● **WHAT IS NEEDED**:
Every line below should be given again without alteration.

>>>>>

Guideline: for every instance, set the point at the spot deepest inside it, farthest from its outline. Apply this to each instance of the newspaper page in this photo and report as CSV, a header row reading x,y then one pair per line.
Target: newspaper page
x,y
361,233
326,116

<<<<<

● **RESULT**:
Guideline: for every instance, set the point at the spot deepest inside it, farthest from its outline. Apply this to each instance of the newspaper page in this photo and report as CSV, a header row reading x,y then one pair per line.
Target: newspaper page
x,y
361,233
326,116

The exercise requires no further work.